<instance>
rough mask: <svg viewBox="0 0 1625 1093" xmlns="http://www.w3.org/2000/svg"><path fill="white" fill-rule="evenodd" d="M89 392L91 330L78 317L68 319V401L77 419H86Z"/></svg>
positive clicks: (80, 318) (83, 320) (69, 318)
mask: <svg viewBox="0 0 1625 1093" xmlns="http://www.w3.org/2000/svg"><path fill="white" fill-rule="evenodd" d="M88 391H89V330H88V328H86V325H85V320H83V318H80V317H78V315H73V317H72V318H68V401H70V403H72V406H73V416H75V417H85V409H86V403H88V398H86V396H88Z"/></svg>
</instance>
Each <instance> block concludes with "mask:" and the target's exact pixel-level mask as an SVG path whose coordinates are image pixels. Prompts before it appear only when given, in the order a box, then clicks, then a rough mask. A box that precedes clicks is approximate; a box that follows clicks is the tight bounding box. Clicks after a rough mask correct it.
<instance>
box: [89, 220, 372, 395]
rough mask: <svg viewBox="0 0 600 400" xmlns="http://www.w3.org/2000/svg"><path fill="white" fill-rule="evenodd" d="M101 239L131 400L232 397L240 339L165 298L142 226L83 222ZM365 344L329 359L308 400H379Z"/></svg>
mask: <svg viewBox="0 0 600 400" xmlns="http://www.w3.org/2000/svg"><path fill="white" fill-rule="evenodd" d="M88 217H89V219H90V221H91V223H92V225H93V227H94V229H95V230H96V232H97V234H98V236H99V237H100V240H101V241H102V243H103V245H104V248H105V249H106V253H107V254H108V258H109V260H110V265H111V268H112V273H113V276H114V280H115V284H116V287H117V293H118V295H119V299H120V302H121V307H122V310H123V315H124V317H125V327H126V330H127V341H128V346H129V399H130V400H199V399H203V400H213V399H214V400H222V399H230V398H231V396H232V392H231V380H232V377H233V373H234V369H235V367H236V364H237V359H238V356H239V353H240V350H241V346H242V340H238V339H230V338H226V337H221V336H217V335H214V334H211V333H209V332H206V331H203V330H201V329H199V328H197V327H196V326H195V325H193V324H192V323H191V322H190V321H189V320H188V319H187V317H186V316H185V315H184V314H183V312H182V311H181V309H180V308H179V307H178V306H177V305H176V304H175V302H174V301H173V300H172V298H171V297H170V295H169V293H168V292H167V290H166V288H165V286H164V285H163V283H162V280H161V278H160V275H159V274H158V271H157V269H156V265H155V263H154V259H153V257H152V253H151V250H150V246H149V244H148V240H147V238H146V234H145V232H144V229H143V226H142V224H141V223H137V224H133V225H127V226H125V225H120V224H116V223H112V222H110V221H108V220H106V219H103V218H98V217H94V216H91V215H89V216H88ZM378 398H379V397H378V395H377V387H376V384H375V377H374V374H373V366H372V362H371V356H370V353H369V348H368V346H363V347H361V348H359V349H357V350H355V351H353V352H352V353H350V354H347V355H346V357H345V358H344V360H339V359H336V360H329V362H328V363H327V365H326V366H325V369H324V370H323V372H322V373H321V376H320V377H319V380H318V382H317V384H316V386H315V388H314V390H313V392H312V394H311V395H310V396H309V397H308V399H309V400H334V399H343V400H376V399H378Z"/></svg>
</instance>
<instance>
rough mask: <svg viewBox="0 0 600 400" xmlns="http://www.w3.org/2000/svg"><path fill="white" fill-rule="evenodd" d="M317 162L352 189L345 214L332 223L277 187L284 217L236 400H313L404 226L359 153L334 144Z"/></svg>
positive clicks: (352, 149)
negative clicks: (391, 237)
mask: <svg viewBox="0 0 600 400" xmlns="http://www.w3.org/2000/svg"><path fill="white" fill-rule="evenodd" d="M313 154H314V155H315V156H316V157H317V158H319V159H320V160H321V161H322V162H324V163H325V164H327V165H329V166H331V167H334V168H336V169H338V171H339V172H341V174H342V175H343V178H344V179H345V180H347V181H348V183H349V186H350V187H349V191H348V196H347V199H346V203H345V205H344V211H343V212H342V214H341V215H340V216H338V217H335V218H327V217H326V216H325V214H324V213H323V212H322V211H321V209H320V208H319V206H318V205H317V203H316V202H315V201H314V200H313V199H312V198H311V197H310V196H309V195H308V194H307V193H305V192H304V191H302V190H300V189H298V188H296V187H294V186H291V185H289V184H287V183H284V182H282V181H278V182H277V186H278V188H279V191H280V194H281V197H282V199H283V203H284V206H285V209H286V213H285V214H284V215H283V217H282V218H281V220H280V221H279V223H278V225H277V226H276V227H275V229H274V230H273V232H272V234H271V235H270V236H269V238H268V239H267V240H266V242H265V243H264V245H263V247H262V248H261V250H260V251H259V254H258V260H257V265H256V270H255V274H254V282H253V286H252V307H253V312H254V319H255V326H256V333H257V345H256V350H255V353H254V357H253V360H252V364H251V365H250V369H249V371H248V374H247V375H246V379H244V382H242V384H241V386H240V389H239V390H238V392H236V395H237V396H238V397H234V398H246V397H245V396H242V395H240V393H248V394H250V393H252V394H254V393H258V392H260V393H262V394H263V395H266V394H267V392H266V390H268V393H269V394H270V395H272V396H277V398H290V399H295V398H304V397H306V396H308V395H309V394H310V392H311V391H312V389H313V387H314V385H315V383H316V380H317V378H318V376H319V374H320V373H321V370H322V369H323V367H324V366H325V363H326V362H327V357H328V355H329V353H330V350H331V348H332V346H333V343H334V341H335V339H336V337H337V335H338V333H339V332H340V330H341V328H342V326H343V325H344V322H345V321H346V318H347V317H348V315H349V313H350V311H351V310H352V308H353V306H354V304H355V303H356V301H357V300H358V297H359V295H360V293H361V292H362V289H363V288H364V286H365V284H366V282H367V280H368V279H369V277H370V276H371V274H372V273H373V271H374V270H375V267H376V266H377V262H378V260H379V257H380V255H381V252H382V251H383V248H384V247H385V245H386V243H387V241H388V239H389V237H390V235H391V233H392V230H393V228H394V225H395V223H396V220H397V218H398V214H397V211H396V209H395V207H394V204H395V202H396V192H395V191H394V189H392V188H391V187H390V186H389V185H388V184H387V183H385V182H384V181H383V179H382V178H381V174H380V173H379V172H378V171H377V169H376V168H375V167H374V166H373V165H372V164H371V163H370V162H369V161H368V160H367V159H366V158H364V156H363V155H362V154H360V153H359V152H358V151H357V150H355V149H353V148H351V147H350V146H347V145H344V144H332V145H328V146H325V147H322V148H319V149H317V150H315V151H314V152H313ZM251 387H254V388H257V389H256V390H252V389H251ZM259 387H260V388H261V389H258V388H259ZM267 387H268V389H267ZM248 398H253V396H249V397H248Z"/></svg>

EXERCISE BRIEF:
Locate each line in the data above that contains the string "rough", and copy those lines out in full.

WRITTEN RESPONSE:
rough mask: <svg viewBox="0 0 1625 1093" xmlns="http://www.w3.org/2000/svg"><path fill="white" fill-rule="evenodd" d="M89 392L91 330L78 317L68 319V401L77 419H86Z"/></svg>
Each <instance> block concludes with "mask:" and the target's exact pixel-level mask as an SVG path whose coordinates are image pixels. Prompts before it appear only when given, in the order a box, then clicks, then a rough mask. A box that precedes clicks is approximate; a box that follows clicks is the tight bounding box. Clicks after a rough mask correct it.
rough mask: <svg viewBox="0 0 600 400" xmlns="http://www.w3.org/2000/svg"><path fill="white" fill-rule="evenodd" d="M101 239L131 400L232 397L240 339L165 298L142 226L83 222ZM365 344L329 359L308 400H379Z"/></svg>
rough mask: <svg viewBox="0 0 600 400" xmlns="http://www.w3.org/2000/svg"><path fill="white" fill-rule="evenodd" d="M317 162L352 189L345 214L332 223L277 187L284 217L236 400H313L404 226L359 153L334 144Z"/></svg>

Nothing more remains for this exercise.